[Start]

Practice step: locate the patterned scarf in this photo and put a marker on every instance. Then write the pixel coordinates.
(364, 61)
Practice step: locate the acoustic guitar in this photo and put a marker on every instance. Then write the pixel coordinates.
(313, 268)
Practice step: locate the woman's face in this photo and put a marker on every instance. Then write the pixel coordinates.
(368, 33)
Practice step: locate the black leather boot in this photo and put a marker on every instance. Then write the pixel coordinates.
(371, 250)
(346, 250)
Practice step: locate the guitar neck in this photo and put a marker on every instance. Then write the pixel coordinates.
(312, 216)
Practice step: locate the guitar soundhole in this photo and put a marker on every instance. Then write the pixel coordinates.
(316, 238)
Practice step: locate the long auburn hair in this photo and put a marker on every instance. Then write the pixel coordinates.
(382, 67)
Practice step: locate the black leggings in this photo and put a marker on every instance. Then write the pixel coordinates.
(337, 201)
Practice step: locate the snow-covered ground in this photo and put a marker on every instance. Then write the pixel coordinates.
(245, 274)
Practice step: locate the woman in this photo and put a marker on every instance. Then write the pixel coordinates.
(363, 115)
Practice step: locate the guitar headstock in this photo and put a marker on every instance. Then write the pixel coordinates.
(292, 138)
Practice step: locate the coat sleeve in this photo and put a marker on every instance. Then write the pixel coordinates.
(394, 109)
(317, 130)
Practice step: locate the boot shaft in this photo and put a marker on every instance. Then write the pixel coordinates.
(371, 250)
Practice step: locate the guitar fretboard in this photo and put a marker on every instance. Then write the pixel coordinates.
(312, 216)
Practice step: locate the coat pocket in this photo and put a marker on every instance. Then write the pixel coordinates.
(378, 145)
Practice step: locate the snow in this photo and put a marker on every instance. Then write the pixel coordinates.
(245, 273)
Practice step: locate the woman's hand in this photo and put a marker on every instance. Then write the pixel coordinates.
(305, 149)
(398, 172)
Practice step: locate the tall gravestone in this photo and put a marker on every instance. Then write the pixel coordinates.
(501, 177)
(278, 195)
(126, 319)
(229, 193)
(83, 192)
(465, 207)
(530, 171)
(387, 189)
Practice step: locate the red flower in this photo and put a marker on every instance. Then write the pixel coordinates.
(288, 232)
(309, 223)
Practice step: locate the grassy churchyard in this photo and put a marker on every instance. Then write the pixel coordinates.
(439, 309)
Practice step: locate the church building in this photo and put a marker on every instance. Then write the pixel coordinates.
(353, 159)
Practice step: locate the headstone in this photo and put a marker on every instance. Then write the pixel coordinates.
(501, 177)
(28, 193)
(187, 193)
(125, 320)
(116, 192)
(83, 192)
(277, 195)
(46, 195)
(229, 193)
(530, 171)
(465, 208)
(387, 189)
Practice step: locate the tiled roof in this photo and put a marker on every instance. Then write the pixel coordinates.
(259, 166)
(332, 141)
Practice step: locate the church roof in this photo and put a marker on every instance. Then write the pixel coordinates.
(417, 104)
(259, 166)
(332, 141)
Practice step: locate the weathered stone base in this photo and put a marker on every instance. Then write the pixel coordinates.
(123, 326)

[End]

Copy the entries above word for word, from the line containing "Practice step: locate the church building" through the final line of the entries, both included.

Practice step: locate the church building in this photo and put a marker on every instance. Then write the pixel coordinates.
(353, 159)
Practice step: locate the headstone in this photo and put a marker on every instance. Then write the pixel coordinates.
(501, 177)
(28, 193)
(187, 193)
(125, 320)
(116, 192)
(83, 192)
(277, 195)
(46, 195)
(229, 193)
(530, 171)
(465, 208)
(387, 189)
Practice step: locate the tiled roof in this photo and put a marker on every instance. Then write the pixel coordinates.
(259, 166)
(332, 141)
Practice step: locate the church roof in this photo and put a marker on every instance. Then write the pixel coordinates.
(417, 104)
(259, 166)
(332, 141)
Practice step: locate the weathered stone base in this photo and put a marker on every instance. Then write the pixel coordinates.
(123, 326)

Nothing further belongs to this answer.